### PAGE TEXT
I get down finally to reading the introduction of my W.W. Norton's edition of The Bhagavad Gita, sitting under the light of the Starbuck's patio after it is closed. It's a bit lonely. Holding the book in the streetlamp gets a little tiresome, a man and a woman--she is Russian, he talks with self-absorption--smoke a cigarette and chat loudly directly behind me, I decide to pack up stakes and head to a bar where the lighting is okay, one that serves Guinness and hamburgers, little bar tables off to the side where a reader can read in the corner. But I run into my buddies from Glen's. I get past them, but I hear my name called, busted. "Let's go grab a beer at Board Room." Sure.
One enters at around eleven PM, and leaves after last call, having paid the bill and tipped excessively. And the next day I do not read much of The Bhagavad Gita, to be honest. "How appropriate."
In a few short hours I'll go and face the egos, the talkers, and fall into it all over again. "Man about town," my mom says.
But how can I not feel the sense of disgrace. There is Arjuna cowering on the battlefield, shy, too much in his own head, thinking too much (or not enough), yes, being a coward, about to bring shame to himself for denying his own warrior status. "Then Krishna, the Unshaken One, addressed dejected Arjuna as they stood between the armies, while laughing at him, as it were:" (2:10) Yes, laughing at him, or at least, a good belly chuckle in this tale of sometimes ornate description.

### DATA ROWS
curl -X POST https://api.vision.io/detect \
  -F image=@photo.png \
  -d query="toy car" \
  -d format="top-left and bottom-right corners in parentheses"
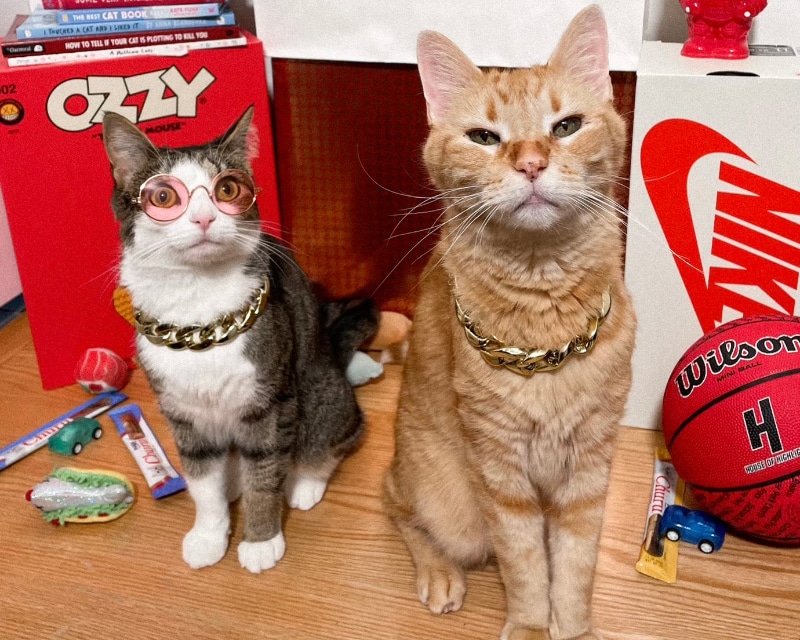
top-left (47, 418), bottom-right (103, 456)
top-left (658, 504), bottom-right (725, 553)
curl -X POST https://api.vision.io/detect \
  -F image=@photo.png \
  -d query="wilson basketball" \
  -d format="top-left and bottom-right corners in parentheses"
top-left (662, 315), bottom-right (800, 544)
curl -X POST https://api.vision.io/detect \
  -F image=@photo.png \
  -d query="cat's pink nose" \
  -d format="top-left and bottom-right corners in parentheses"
top-left (514, 144), bottom-right (547, 182)
top-left (191, 209), bottom-right (217, 232)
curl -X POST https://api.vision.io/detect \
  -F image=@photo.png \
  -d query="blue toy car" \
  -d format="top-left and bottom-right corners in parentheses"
top-left (658, 504), bottom-right (725, 553)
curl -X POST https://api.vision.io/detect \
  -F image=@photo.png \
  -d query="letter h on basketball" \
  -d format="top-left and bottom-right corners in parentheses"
top-left (742, 398), bottom-right (783, 454)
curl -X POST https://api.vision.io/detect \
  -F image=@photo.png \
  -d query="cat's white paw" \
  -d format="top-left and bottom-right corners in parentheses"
top-left (239, 533), bottom-right (286, 573)
top-left (286, 476), bottom-right (328, 511)
top-left (183, 527), bottom-right (228, 569)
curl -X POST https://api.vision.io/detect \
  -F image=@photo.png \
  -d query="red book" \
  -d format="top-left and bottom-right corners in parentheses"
top-left (0, 15), bottom-right (241, 58)
top-left (42, 0), bottom-right (220, 9)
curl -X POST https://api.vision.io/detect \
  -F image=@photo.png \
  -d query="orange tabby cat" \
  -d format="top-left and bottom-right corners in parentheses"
top-left (386, 6), bottom-right (636, 639)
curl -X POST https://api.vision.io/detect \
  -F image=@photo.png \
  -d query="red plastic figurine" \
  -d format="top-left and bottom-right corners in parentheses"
top-left (679, 0), bottom-right (767, 59)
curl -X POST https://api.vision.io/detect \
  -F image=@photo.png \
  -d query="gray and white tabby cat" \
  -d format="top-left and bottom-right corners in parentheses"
top-left (103, 107), bottom-right (378, 573)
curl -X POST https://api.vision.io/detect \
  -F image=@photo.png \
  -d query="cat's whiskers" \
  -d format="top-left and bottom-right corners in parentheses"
top-left (572, 189), bottom-right (702, 272)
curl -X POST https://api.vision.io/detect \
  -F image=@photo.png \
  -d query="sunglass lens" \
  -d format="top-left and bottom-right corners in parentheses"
top-left (140, 175), bottom-right (189, 222)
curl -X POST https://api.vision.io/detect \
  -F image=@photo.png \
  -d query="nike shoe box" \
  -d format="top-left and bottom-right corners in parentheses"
top-left (625, 42), bottom-right (800, 428)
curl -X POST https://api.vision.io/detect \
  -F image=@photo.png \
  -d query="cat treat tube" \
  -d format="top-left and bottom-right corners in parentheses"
top-left (0, 392), bottom-right (128, 471)
top-left (109, 404), bottom-right (186, 499)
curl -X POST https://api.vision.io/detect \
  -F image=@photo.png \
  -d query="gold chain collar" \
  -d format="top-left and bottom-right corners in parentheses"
top-left (453, 287), bottom-right (611, 377)
top-left (134, 279), bottom-right (269, 351)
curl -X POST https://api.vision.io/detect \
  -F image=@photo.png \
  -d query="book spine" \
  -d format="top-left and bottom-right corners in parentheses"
top-left (16, 12), bottom-right (236, 40)
top-left (0, 27), bottom-right (241, 57)
top-left (38, 0), bottom-right (220, 9)
top-left (56, 3), bottom-right (220, 24)
top-left (7, 36), bottom-right (247, 67)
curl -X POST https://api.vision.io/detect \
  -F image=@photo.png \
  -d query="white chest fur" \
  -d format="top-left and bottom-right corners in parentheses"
top-left (137, 336), bottom-right (256, 433)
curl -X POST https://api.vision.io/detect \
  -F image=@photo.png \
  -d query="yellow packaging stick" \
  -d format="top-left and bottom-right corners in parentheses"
top-left (636, 447), bottom-right (684, 583)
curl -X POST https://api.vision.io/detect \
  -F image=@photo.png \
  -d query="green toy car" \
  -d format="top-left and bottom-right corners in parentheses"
top-left (47, 418), bottom-right (103, 456)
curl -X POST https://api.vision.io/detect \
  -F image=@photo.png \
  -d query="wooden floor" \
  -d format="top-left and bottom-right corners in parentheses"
top-left (0, 315), bottom-right (800, 640)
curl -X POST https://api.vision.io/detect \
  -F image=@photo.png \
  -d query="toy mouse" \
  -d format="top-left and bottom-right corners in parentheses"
top-left (679, 0), bottom-right (767, 59)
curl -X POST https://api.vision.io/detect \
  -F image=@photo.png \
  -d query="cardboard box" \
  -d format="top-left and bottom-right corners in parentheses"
top-left (0, 35), bottom-right (279, 389)
top-left (625, 42), bottom-right (800, 428)
top-left (253, 0), bottom-right (648, 71)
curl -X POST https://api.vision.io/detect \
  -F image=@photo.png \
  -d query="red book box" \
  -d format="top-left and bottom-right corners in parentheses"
top-left (0, 35), bottom-right (279, 389)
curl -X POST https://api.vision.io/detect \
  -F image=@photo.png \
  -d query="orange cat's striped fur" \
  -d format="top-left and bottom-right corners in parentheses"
top-left (386, 6), bottom-right (636, 639)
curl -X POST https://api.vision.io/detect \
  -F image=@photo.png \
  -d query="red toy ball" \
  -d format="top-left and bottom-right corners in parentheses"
top-left (662, 315), bottom-right (800, 544)
top-left (75, 348), bottom-right (131, 393)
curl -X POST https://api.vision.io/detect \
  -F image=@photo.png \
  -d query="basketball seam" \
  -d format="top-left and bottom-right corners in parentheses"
top-left (667, 368), bottom-right (800, 449)
top-left (691, 470), bottom-right (800, 493)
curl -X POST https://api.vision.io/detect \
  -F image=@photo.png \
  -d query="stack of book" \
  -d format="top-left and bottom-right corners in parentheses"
top-left (0, 0), bottom-right (247, 67)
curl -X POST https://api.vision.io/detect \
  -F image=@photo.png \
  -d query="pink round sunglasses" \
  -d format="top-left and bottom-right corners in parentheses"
top-left (133, 169), bottom-right (261, 222)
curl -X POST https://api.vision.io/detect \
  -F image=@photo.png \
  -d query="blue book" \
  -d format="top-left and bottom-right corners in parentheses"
top-left (16, 7), bottom-right (236, 40)
top-left (55, 2), bottom-right (221, 24)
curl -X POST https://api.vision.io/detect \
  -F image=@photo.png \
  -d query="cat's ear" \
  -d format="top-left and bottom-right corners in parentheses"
top-left (417, 31), bottom-right (481, 124)
top-left (548, 4), bottom-right (613, 101)
top-left (219, 105), bottom-right (258, 161)
top-left (103, 112), bottom-right (158, 190)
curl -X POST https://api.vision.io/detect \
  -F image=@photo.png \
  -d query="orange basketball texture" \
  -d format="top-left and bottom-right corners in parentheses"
top-left (662, 315), bottom-right (800, 544)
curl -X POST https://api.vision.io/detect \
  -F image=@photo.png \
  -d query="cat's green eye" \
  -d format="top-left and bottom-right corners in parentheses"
top-left (553, 116), bottom-right (583, 138)
top-left (467, 129), bottom-right (500, 146)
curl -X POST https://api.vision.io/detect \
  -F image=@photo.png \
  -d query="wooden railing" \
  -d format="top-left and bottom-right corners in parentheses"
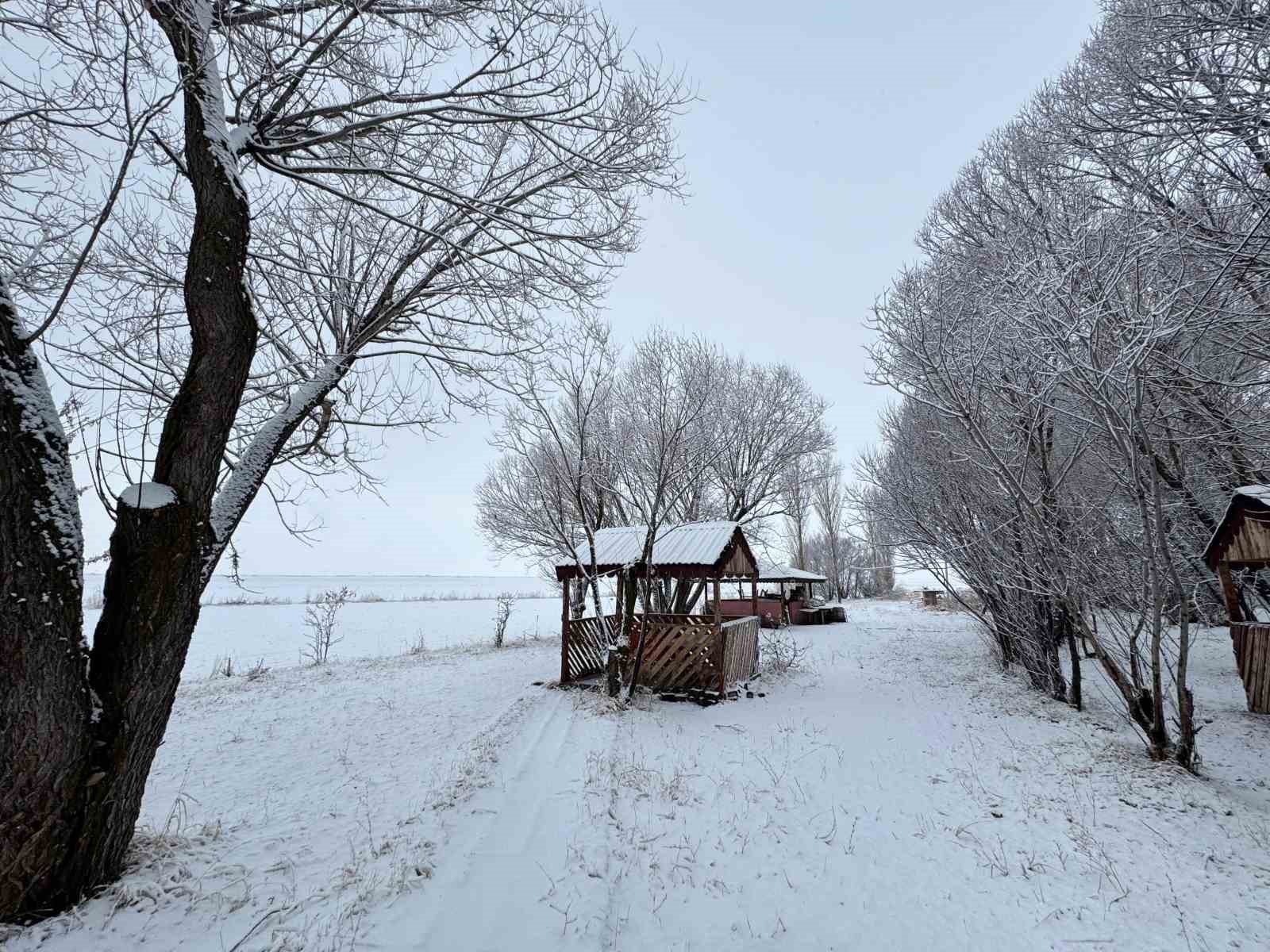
top-left (1230, 622), bottom-right (1270, 713)
top-left (564, 614), bottom-right (760, 694)
top-left (719, 614), bottom-right (760, 692)
top-left (560, 614), bottom-right (618, 681)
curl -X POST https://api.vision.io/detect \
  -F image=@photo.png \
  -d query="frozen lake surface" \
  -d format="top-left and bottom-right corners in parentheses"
top-left (84, 575), bottom-right (560, 681)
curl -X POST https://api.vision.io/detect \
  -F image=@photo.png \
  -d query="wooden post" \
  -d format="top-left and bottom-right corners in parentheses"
top-left (560, 579), bottom-right (569, 684)
top-left (614, 569), bottom-right (626, 645)
top-left (714, 575), bottom-right (728, 697)
top-left (718, 624), bottom-right (728, 697)
top-left (1217, 561), bottom-right (1243, 624)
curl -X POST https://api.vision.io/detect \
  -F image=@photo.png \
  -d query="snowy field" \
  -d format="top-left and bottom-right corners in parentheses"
top-left (84, 575), bottom-right (560, 681)
top-left (84, 573), bottom-right (557, 605)
top-left (12, 603), bottom-right (1270, 952)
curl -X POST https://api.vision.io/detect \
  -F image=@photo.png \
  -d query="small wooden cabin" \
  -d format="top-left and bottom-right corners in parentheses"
top-left (722, 565), bottom-right (822, 628)
top-left (555, 522), bottom-right (760, 696)
top-left (1204, 485), bottom-right (1270, 713)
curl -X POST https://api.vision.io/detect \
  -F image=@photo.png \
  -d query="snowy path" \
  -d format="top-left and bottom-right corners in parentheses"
top-left (10, 603), bottom-right (1270, 952)
top-left (367, 690), bottom-right (622, 952)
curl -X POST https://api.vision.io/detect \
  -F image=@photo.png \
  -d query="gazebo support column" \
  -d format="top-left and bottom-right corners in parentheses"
top-left (1217, 562), bottom-right (1243, 624)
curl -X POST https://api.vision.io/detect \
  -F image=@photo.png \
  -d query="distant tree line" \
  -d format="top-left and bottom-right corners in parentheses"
top-left (861, 0), bottom-right (1270, 770)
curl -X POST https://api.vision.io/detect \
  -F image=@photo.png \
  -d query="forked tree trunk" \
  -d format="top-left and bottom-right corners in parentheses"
top-left (0, 275), bottom-right (93, 920)
top-left (0, 2), bottom-right (256, 920)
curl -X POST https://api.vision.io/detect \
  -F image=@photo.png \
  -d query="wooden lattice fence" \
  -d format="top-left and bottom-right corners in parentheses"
top-left (1230, 624), bottom-right (1270, 713)
top-left (563, 614), bottom-right (760, 693)
top-left (720, 616), bottom-right (760, 690)
top-left (563, 614), bottom-right (618, 681)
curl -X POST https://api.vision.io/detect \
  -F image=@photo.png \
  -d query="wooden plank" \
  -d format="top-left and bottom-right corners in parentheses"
top-left (560, 582), bottom-right (569, 684)
top-left (1249, 627), bottom-right (1270, 713)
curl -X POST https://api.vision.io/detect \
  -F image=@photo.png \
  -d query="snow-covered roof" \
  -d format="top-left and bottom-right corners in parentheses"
top-left (1204, 484), bottom-right (1270, 566)
top-left (758, 565), bottom-right (828, 582)
top-left (556, 522), bottom-right (738, 569)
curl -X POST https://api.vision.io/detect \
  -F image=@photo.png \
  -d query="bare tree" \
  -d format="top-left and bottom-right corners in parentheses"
top-left (0, 0), bottom-right (687, 919)
top-left (781, 453), bottom-right (814, 569)
top-left (476, 319), bottom-right (622, 616)
top-left (811, 453), bottom-right (847, 598)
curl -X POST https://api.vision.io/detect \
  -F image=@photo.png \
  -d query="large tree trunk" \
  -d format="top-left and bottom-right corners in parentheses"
top-left (0, 0), bottom-right (256, 919)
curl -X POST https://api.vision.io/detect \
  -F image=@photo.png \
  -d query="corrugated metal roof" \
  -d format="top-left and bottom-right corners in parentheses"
top-left (1203, 484), bottom-right (1270, 563)
top-left (556, 522), bottom-right (738, 569)
top-left (758, 565), bottom-right (828, 582)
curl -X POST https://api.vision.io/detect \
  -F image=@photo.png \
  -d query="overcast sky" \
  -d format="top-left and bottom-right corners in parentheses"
top-left (85, 0), bottom-right (1099, 575)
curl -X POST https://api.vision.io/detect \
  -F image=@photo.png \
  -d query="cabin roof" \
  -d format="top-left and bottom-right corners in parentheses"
top-left (1204, 484), bottom-right (1270, 567)
top-left (741, 565), bottom-right (828, 582)
top-left (555, 522), bottom-right (757, 579)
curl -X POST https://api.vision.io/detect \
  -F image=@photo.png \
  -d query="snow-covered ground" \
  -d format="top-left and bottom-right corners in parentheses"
top-left (84, 573), bottom-right (557, 605)
top-left (84, 575), bottom-right (560, 681)
top-left (6, 603), bottom-right (1270, 952)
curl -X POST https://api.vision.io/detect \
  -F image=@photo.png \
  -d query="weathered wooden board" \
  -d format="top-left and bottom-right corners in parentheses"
top-left (1230, 624), bottom-right (1270, 713)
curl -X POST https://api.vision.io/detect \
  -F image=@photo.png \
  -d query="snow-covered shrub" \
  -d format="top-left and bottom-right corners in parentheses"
top-left (758, 628), bottom-right (811, 674)
top-left (494, 592), bottom-right (516, 647)
top-left (405, 628), bottom-right (428, 655)
top-left (305, 585), bottom-right (354, 664)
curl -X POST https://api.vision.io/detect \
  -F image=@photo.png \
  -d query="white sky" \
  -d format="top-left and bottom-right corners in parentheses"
top-left (84, 0), bottom-right (1099, 575)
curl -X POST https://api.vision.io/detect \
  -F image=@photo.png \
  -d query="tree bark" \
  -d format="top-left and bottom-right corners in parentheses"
top-left (0, 0), bottom-right (256, 919)
top-left (0, 275), bottom-right (93, 920)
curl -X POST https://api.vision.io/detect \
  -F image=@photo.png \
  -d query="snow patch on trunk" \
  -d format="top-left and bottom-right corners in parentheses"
top-left (119, 482), bottom-right (178, 509)
top-left (0, 279), bottom-right (84, 566)
top-left (211, 357), bottom-right (347, 554)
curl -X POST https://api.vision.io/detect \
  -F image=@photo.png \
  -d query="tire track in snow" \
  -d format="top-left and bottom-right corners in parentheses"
top-left (370, 692), bottom-right (612, 952)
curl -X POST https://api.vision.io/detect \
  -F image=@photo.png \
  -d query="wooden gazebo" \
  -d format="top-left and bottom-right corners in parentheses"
top-left (1204, 486), bottom-right (1270, 713)
top-left (556, 522), bottom-right (760, 696)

### TASK SET
**a)** Translate this sentence from the essay about reading The Bhagavad Gita into Spanish: "In a few short hours I'll go and face the egos, the talkers, and fall into it all over again."
**b)** Rewrite the essay about reading The Bhagavad Gita, starting with "One enters at" and going on through "sometimes ornate description.", replacing "Arjuna" with "the warrior" throughout.

### EXERCISE RESPONSES
**a)** Dentro de unas pocas horas iré a enfrentarme a los egos, a los habladores, y volveré a caer en todo ello otra vez.

**b)**
One enters at around eleven PM, and leaves after last call, having paid the bill and tipped excessively. And the next day I do not read much of The Bhagavad Gita, to be honest. "How appropriate."
In a few short hours I'll go and face the egos, the talkers, and fall into it all over again. "Man about town," my mom says.
But how can I not feel the sense of disgrace. There is the warrior cowering on the battlefield, shy, too much in his own head, thinking too much (or not enough), yes, being a coward, about to bring shame to himself for denying his own warrior status. "Then Krishna, the Unshaken One, addressed dejected the warrior as they stood between the armies, while laughing at him, as it were:" (2:10) Yes, laughing at him, or at least, a good belly chuckle in this tale of sometimes ornate description.